[BEGIN TEXT BLOCK]
GET Transit (Greeley-Evans Transit)
- Headquarters: 101 11th Avenue, Greeley, CO 80631
- Locale: Greeley, Colorado
- Service area: Greeley, Colorado, Evans, Colorado
- Service type: Public Transportation
- Routes: 8
- Fuel type: Diesel & CNG
- Website: greeleyevanstransit.com

= Greeley-Evans Transit =

Transit Agency in The Greeley, Colorado-area

Greeley-Evans Transit, known by the moniker of GET, is the public transportation agency that primarily serves the cities of Greeley, Evans and Garden City. Six local routes are provided from Monday to Saturday, with dial-a-ride available on Sundays and after fixed route service ends. The Boomerang, the free campus shuttle for the University of Northern Colorado is also operated by the agency. Over the past few years the bus system has made significant improvements which have included increased frequencies, increased hours and new routes. In addition to this, new technology has been added to make it easier to ride the bus system such as RouteShout and GETrax which can be found on the website. On January 2, 2020, a regional service called the Poudre Express started service between Greeley and Fort Collins via Windsor.
[END TEXT BLOCK]
STATED GOAL 1:
According to the Greeley-Evans Transit text, on what date did the Poudre Express begin service?
STATED GOAL 2:
Decide whether each statement agrees with the Greeley-Evans Transit text. Give yes or no for each, and quote the deciding words of the text.
(a) Dial-a-ride is offered on Sundays.
(b) Riders pay a fare to use the Boomerang.
(c) The agency's listed fuel type is electric.
[BEGIN EXTRACTED RECORDS]
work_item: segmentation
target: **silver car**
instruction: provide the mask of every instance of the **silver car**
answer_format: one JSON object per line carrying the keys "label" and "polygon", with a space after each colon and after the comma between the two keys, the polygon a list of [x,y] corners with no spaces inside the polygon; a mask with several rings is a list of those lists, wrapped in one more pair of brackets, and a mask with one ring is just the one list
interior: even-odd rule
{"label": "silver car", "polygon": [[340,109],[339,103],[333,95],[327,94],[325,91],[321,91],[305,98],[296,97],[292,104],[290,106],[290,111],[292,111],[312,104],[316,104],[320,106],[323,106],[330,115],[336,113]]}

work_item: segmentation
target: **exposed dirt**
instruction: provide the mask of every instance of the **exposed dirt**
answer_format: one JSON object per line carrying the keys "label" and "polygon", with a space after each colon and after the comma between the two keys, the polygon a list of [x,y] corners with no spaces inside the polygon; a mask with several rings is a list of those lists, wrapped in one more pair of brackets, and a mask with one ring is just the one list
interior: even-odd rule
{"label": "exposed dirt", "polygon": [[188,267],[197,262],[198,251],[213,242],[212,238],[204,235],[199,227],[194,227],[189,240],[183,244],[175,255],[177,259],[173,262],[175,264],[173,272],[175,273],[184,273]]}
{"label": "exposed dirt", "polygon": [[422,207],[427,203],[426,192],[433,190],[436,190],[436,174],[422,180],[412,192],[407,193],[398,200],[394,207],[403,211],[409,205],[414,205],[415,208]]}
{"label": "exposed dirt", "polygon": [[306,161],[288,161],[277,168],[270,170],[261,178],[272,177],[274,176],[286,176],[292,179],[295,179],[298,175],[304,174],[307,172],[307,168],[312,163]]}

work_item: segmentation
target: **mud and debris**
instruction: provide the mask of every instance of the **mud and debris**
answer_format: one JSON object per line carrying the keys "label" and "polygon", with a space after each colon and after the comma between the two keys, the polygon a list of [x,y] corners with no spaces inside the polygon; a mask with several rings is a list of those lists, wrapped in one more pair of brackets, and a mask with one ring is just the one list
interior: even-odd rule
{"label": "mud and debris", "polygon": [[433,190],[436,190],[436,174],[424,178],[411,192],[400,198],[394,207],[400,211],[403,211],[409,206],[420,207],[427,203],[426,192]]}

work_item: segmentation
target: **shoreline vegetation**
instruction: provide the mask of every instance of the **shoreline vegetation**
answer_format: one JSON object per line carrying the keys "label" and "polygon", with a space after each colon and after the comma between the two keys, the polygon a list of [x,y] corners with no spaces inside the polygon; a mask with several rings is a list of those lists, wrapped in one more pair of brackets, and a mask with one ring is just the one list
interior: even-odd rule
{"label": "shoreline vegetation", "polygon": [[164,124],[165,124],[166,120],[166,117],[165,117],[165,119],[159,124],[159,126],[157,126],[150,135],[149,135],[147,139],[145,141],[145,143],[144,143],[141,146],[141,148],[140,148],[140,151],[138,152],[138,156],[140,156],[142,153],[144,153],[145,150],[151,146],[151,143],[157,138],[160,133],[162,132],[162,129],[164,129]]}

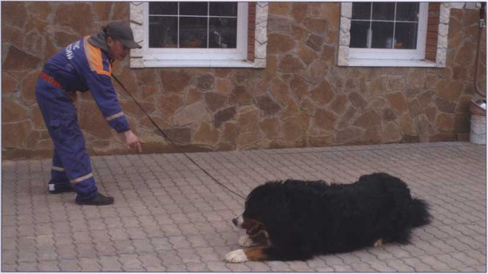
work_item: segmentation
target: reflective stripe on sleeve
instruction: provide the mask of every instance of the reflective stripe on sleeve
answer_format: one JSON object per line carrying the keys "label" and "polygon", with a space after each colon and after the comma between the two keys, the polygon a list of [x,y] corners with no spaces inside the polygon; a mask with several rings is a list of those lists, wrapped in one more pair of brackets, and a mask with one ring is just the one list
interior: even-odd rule
{"label": "reflective stripe on sleeve", "polygon": [[119,118],[119,117],[120,117],[120,116],[123,116],[123,112],[120,112],[116,113],[116,114],[114,114],[114,115],[109,116],[108,116],[108,117],[107,117],[107,118],[105,118],[105,119],[107,119],[107,121],[112,121],[112,120],[114,120],[114,119]]}
{"label": "reflective stripe on sleeve", "polygon": [[73,179],[73,180],[70,180],[70,183],[79,183],[82,181],[86,180],[87,178],[91,178],[93,176],[93,173],[90,172],[85,176],[82,176],[81,177]]}
{"label": "reflective stripe on sleeve", "polygon": [[56,170],[56,172],[64,172],[64,171],[66,171],[66,169],[63,169],[63,167],[54,167],[54,165],[51,167],[51,169],[52,169],[52,170]]}

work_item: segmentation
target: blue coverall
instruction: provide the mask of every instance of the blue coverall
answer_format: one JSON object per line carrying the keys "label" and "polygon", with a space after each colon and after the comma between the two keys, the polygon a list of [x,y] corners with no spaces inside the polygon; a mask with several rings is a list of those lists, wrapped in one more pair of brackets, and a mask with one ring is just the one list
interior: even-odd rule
[END EXTRACTED RECORDS]
RESULT 1:
January 2, 2020

RESULT 2:
(a) Yes: "with dial-a-ride available on Sundays and after fixed route service ends"
(b) No: "The Boomerang, the free campus shuttle for the University of Northern Colorado"
(c) No: "Fuel type: Diesel & CNG"